Records for the exercise -
- Opening Delimiter -
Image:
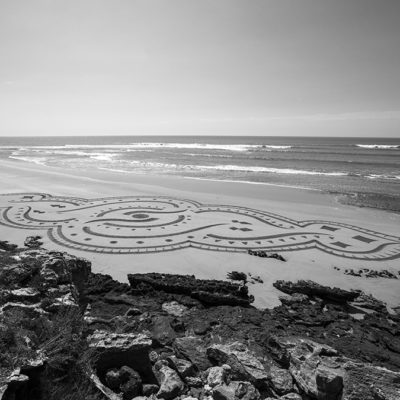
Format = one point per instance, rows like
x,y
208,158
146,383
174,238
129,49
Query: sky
x,y
213,67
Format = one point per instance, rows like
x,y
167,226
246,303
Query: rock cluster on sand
x,y
154,339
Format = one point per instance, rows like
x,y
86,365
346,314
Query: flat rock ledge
x,y
209,292
66,333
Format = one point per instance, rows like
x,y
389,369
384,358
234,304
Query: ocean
x,y
343,165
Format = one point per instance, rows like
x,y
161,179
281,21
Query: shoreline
- Closing Delimiter -
Work to be completed -
Exactly as they stand, retype all the entries, but omit the pictures.

Answer section -
Image:
Format = one point per instance, rows like
x,y
208,158
146,383
174,238
129,49
Query: sky
x,y
213,67
Format = one point per instance, rows like
x,y
167,226
246,303
Query: rock cluster on sand
x,y
154,339
Format = one point per instance, rows like
x,y
86,365
346,314
Query: flat rock ledge
x,y
209,292
66,333
Format = one point per instance, rows like
x,y
389,369
384,358
234,304
Query: ocean
x,y
343,165
Format = one point per instance, rows like
x,y
161,179
281,21
Query: shoreline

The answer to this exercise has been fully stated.